Emit the line that holds "Place a point on each instance of the pavement, giving" and all lines following it through the end of the data, verbatim, and nothing else.

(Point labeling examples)
_ _ _

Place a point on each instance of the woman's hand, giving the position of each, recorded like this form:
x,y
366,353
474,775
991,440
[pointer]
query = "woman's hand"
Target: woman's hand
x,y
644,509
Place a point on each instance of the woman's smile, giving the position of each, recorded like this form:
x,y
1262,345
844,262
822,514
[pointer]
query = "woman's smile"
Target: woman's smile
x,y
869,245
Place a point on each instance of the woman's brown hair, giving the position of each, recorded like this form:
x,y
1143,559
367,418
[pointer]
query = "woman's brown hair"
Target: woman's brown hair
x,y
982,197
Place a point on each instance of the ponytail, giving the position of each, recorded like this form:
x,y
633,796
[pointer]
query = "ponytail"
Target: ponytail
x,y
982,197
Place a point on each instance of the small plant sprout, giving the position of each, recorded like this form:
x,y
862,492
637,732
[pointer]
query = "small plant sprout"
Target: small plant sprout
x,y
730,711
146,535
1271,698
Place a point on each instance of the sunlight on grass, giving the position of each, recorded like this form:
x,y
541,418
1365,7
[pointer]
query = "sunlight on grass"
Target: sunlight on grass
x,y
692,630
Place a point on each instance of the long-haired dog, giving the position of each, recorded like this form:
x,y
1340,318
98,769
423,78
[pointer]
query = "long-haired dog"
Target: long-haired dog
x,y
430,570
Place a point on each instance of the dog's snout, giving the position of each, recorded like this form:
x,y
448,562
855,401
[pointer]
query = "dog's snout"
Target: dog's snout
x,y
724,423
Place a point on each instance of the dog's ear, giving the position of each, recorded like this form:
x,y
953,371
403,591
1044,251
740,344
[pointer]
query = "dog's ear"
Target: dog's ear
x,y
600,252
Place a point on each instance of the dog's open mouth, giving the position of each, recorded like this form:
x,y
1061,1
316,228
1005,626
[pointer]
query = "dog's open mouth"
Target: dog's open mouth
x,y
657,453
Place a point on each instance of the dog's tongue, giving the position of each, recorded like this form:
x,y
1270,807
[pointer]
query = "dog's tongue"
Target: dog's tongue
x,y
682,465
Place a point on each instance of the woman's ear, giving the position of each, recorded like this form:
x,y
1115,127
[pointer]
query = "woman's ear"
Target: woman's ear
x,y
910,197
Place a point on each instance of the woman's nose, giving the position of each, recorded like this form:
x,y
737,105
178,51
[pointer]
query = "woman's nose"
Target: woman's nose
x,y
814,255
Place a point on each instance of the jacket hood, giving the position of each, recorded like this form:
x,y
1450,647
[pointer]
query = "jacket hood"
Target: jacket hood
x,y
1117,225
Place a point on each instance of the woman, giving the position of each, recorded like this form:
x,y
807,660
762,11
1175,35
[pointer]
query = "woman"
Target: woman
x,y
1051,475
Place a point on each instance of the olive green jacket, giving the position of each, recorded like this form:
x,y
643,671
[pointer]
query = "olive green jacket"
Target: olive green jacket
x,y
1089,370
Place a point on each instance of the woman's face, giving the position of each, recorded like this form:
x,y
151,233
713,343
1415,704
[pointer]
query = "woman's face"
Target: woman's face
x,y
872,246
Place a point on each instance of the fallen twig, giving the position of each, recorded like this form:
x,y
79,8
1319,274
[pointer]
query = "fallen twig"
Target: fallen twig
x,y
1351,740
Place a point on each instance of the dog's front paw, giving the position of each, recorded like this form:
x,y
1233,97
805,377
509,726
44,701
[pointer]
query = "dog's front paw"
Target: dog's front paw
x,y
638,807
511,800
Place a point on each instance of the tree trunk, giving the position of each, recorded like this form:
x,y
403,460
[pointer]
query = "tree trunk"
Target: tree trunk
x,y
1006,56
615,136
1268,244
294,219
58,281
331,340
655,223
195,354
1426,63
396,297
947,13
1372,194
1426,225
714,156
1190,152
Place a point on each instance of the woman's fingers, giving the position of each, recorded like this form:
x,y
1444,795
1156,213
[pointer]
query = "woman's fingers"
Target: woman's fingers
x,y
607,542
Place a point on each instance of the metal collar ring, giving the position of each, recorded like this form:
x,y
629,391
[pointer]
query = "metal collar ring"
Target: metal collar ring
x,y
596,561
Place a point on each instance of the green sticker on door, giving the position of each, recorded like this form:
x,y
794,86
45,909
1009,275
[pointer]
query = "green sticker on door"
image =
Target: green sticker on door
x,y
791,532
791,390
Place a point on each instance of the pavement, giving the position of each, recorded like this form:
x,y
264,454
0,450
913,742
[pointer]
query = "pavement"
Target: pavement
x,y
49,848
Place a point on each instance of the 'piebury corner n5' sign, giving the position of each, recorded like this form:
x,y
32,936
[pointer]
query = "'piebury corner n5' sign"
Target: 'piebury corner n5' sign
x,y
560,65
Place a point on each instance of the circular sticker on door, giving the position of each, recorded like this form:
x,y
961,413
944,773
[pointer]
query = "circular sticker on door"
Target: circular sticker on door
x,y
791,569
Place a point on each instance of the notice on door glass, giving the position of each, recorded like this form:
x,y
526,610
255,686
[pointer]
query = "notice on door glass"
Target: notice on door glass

_ _ _

» Finished answer
Place a point on each instance of the pavement, giving the position of each, recorded like this form:
x,y
264,454
0,450
913,742
[pointer]
query = "pavement"
Target: pavement
x,y
49,848
Place a point on each instance of the 'piebury corner n5' sign, giving the position of each, recorded like this form:
x,y
32,936
[pointer]
query = "'piebury corner n5' sign"
Target: 'piebury corner n5' sign
x,y
560,65
Place a point on each instance of the circular sticker on door, giving the position of each, recorded like this form:
x,y
961,413
944,773
[pointer]
query = "circular sticker on door"
Target: circular sticker on door
x,y
791,569
Place a point on each instance of the notice on door glass, giving the position of each, recorded like this form:
x,y
526,610
255,686
[pointer]
query = "notice on door glass"
Target: notice on door glass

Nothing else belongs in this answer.